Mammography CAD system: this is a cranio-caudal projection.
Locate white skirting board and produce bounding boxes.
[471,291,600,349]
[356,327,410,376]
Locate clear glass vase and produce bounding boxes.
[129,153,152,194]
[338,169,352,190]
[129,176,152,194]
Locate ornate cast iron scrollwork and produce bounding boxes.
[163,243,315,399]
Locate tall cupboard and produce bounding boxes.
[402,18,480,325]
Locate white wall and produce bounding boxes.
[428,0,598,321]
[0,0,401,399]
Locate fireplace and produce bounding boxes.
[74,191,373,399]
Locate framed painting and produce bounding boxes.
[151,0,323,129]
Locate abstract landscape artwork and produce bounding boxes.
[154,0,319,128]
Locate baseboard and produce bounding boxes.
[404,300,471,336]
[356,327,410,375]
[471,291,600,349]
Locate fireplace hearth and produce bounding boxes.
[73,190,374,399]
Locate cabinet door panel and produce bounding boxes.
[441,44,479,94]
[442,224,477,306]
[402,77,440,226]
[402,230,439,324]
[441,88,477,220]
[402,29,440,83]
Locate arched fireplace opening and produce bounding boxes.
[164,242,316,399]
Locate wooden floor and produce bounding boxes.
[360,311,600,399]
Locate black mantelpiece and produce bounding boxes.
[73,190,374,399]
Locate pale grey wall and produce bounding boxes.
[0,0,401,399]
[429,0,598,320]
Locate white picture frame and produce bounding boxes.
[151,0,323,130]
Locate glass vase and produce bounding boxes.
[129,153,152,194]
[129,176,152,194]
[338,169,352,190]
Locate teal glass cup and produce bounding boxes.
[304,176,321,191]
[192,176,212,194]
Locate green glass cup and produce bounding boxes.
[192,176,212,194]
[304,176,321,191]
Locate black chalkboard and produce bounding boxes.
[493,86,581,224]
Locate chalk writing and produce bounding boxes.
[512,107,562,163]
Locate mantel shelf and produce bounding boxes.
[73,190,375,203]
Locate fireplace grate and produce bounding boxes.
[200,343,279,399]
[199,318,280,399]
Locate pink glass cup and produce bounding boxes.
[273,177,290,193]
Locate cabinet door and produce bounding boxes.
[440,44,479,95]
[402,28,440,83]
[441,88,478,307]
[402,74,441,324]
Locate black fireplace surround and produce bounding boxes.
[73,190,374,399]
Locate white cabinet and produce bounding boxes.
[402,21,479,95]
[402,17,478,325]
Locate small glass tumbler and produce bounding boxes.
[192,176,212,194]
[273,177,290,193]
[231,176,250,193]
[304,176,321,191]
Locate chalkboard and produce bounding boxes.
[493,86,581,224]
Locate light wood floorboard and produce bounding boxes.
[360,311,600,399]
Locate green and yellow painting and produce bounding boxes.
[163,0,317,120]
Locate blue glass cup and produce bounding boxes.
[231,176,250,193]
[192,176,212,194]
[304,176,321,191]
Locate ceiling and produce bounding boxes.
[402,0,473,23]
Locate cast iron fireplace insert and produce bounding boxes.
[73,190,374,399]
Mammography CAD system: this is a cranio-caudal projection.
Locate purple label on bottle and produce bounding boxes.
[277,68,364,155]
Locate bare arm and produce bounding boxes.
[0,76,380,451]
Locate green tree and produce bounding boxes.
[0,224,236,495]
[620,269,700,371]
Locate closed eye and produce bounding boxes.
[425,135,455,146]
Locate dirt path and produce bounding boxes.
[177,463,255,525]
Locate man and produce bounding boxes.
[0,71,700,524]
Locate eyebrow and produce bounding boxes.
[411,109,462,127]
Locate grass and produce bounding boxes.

□ □ □

TASK REQUIREMENTS: Copy the lines above word for word, starting at the line that contains "Locate abstract landscape" and ending at the line that contains "[73,190,375,203]", with both of those lines included.

WRITTEN ANSWER:
Locate abstract landscape artwork and produce bounding boxes.
[154,0,319,128]
Locate baseboard and produce bounding boxes.
[404,300,471,336]
[356,327,410,375]
[471,291,600,349]
Locate fireplace hearth and produce bounding boxes.
[73,190,374,399]
Locate cabinet door panel and produce bounding boxes.
[441,44,479,94]
[442,224,477,306]
[402,77,440,226]
[402,230,439,324]
[441,88,477,220]
[402,29,440,83]
Locate arched fireplace opening and produce bounding boxes.
[164,242,316,399]
Locate wooden floor and produce bounding boxes.
[360,311,600,399]
Locate black mantelpiece and produce bounding boxes.
[73,190,374,399]
Locate pale grey wall and produce bounding boxes.
[0,0,401,399]
[429,0,598,320]
Locate white picture frame and produce bounding boxes.
[151,0,323,130]
Locate glass vase and produce bounding boxes.
[129,153,152,194]
[129,176,152,194]
[338,169,352,190]
Locate teal glass cup and produce bounding boxes.
[304,176,321,191]
[192,176,212,194]
Locate green glass cup and produce bounding boxes.
[192,176,212,194]
[304,176,321,191]
Locate black chalkboard and produce bounding boxes.
[493,86,581,224]
Locate chalk writing and produce bounding boxes.
[512,107,562,163]
Locate mantel shelf and produce bounding boxes.
[73,190,375,203]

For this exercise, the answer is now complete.